→ **PASOS A SEGUIR**:
**A)** Responde, según el texto sobre el centro comercial:
(i) Además de la explotación del trabajo, ¿a partir de qué otra explotación se reproduce el capitalismo?
(ii) ¿Qué cuatro instituciones de la cultura milenaria convergen en el mall?
(iii) ¿Qué día de la semana acuden las familias de las clases medias bajas al mall?
**B)** Continúa el texto sobre el centro comercial a partir de su última oración.

→ **TEXTO DE LA PÁGINA**:
Pero el mall o centro comercial ha democratizado y globalizado, transversal a las clases sociales, esta experiencia de la abundancia anémica. El consumo es un acto de babarie, sí, pero un acto de barbarie «visual». La acucia patológica de la señora Cunnane, estudiada por los psiquiatras, no es más que la obediencia mecánica, sin resistencias racionales, a la lógica autodestructiva de la mercancía: comprar y tirar, renunciar al uso de los objetos, guardarlos sin desembalar, son prácticas que revelan la consistencia puramente imaginaria -ceremonial o neurótica- de los intercambios mercantiles. Solubles, superadas ya por sus volátiles sucesores, que introducen la idea de futuro como ansiedad y como humillación, las mercancías son sólo «imágenes». El mall o centro comercial vende estas «imágenes», pero vende además sus copias, imágenes de imágenes abiertas al saqueo visual también de los pobres que no pueden comprarlas. El capitalismo no se reproduce sólo a partir de la explotación del trabajo; también lo hace a partir de la explotación de la mirada. En el mall o centro comercial convergen y se vuelven innecesarias todas las grandes instituciones de la cultura milenaria: el Templo, la Academia, el Museo, el Parlamento, franqueados ahora de una sola vez y en un solo espacio a todas las clases del planeta. Calientes en invierno, frescos en verano, bulliciosos y seguros, exhibición apabullante de la superioridad bárbara del capitalismo, sus galerías reúnen peregrinos de todos los estratos sociales y culturales. En El Cairo y en Caracas, en Lima y en Delhi, en Madrid y en Nueva York, los pobres urbanos ya no buscan un poco de brisa o de juego en sus días de asueto; como antes iban al campo, las familias de las clases medias bajas acuden ahora los domingos al mall más lujoso y frecuentado para contemplar la renovación mágica de las mercancías tras las vitrinas y consumir visualmente en grupo su ración de hambruna de colores.

→ **EXTRACTO DE DATOS**:
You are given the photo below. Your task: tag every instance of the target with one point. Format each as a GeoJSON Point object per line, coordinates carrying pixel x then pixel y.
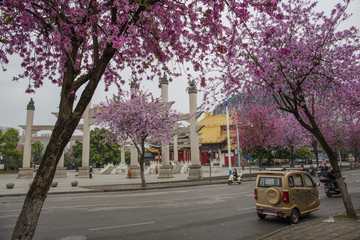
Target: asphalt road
{"type": "Point", "coordinates": [202, 212]}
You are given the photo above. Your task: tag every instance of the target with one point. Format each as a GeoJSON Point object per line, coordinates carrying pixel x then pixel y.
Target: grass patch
{"type": "Point", "coordinates": [346, 216]}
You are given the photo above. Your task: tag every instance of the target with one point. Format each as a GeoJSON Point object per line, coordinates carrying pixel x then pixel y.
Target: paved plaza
{"type": "Point", "coordinates": [320, 228]}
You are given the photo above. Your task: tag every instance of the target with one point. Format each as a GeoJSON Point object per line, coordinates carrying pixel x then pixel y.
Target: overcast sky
{"type": "Point", "coordinates": [13, 100]}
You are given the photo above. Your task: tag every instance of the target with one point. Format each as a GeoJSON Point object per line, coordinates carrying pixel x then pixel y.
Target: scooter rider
{"type": "Point", "coordinates": [331, 177]}
{"type": "Point", "coordinates": [235, 174]}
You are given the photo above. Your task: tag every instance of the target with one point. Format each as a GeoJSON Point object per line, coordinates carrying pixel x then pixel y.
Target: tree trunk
{"type": "Point", "coordinates": [316, 153]}
{"type": "Point", "coordinates": [338, 175]}
{"type": "Point", "coordinates": [292, 156]}
{"type": "Point", "coordinates": [314, 129]}
{"type": "Point", "coordinates": [35, 198]}
{"type": "Point", "coordinates": [350, 211]}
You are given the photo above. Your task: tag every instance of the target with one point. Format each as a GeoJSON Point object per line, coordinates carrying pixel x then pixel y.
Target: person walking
{"type": "Point", "coordinates": [90, 172]}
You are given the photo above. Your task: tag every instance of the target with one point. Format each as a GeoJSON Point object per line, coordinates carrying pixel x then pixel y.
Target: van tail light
{"type": "Point", "coordinates": [286, 197]}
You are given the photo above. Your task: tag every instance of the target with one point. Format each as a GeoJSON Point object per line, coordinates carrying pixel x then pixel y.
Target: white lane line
{"type": "Point", "coordinates": [121, 226]}
{"type": "Point", "coordinates": [241, 209]}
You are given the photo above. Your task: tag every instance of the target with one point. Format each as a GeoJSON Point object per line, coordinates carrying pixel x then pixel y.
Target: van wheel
{"type": "Point", "coordinates": [294, 217]}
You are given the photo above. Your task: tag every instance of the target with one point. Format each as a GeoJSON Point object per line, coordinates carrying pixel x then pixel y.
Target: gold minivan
{"type": "Point", "coordinates": [285, 193]}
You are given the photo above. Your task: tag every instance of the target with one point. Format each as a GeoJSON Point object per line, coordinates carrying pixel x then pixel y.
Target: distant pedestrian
{"type": "Point", "coordinates": [90, 172]}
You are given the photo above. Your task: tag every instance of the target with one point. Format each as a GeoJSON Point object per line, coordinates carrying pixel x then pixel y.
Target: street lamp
{"type": "Point", "coordinates": [228, 136]}
{"type": "Point", "coordinates": [237, 136]}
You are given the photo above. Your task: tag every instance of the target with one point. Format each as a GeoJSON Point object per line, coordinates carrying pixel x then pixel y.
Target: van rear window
{"type": "Point", "coordinates": [269, 182]}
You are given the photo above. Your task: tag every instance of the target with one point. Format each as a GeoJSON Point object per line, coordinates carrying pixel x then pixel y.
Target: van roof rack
{"type": "Point", "coordinates": [284, 169]}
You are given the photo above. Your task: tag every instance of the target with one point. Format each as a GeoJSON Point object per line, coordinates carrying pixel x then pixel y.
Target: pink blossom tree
{"type": "Point", "coordinates": [139, 118]}
{"type": "Point", "coordinates": [293, 135]}
{"type": "Point", "coordinates": [77, 43]}
{"type": "Point", "coordinates": [262, 132]}
{"type": "Point", "coordinates": [290, 57]}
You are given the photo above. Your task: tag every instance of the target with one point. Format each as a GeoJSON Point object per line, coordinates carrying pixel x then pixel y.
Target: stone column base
{"type": "Point", "coordinates": [60, 172]}
{"type": "Point", "coordinates": [25, 173]}
{"type": "Point", "coordinates": [165, 171]}
{"type": "Point", "coordinates": [134, 171]}
{"type": "Point", "coordinates": [195, 172]}
{"type": "Point", "coordinates": [83, 172]}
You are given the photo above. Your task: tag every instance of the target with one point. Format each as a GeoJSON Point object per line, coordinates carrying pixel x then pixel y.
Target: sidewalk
{"type": "Point", "coordinates": [319, 229]}
{"type": "Point", "coordinates": [116, 182]}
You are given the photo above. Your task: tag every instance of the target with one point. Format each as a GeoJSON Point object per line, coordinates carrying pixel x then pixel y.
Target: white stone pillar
{"type": "Point", "coordinates": [176, 153]}
{"type": "Point", "coordinates": [60, 169]}
{"type": "Point", "coordinates": [165, 170]}
{"type": "Point", "coordinates": [134, 157]}
{"type": "Point", "coordinates": [122, 155]}
{"type": "Point", "coordinates": [134, 163]}
{"type": "Point", "coordinates": [195, 170]}
{"type": "Point", "coordinates": [84, 169]}
{"type": "Point", "coordinates": [26, 171]}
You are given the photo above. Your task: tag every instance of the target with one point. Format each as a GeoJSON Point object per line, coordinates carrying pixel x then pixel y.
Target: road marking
{"type": "Point", "coordinates": [241, 209]}
{"type": "Point", "coordinates": [129, 203]}
{"type": "Point", "coordinates": [121, 226]}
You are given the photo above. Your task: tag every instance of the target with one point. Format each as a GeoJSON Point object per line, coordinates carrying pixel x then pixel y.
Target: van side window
{"type": "Point", "coordinates": [291, 181]}
{"type": "Point", "coordinates": [269, 182]}
{"type": "Point", "coordinates": [308, 181]}
{"type": "Point", "coordinates": [298, 180]}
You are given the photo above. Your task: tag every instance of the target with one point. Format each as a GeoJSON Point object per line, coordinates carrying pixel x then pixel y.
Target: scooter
{"type": "Point", "coordinates": [233, 180]}
{"type": "Point", "coordinates": [329, 187]}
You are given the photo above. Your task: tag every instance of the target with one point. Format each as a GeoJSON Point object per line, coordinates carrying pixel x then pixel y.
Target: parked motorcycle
{"type": "Point", "coordinates": [233, 180]}
{"type": "Point", "coordinates": [329, 187]}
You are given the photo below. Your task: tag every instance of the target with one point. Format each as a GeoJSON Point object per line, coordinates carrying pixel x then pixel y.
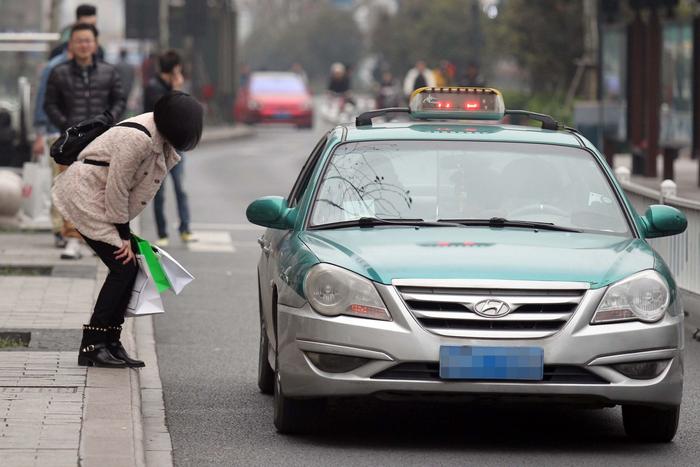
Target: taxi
{"type": "Point", "coordinates": [452, 254]}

→ **RESPUESTAS**:
**A)**
(i) De la explotación de la mirada.
(ii) El Templo, la Academia, el Museo y el Parlamento.
(iii) Los domingos.

**B)**
Prolongación de la televisión, el mall ha consumado la disolución de la cultura activa -popular o de clase- sobre la que ya alertaba Passolini en los años 70 del siglo pasado. Exhibe en una imagen de triste relumbre el carácter insostenible de la economía de la abundancia y su desoladora pobreza antropológica. El emirato de Dubai, con su arquitectura extraterrestre, es el emblema de este modelo que destruye recursos y vidas y convierte las ciudades mismas en una gigantesca operación de barbarie visual: mercancía él mismo y conducto de mercancías, el máximo atractivo de este país recién fabricado, arrancado al desierto y al mar en siete días, son precisamente sus 40 monstruosos mall. ¿Será una casualidad que su fiesta nacional se llame Dubai Shopping Festival? El año pasado, más de 3 millones de turistas de todo el mundo acudieron a celebrarlo en sus suntuosos y abigarrados centros comerciales y gastaron 10.000 millones de dólares. Entre tanto, los trabajadores bengalíes y pakistaníes que los construyeron pueden pasear por sus avenidas iluminadas satisfechos de adquirir con la mirada lo que, en cualquier caso, sólo había sido fabricado para eso: para entrar por los ojos y salir inmediatamente del mundo sin dejar más huella que hambre, contaminación, degradación moral y vacío antropológico. Pero, al contrario que en el caso de Tántalo y Erisictón, nuestro castigo no será eterno.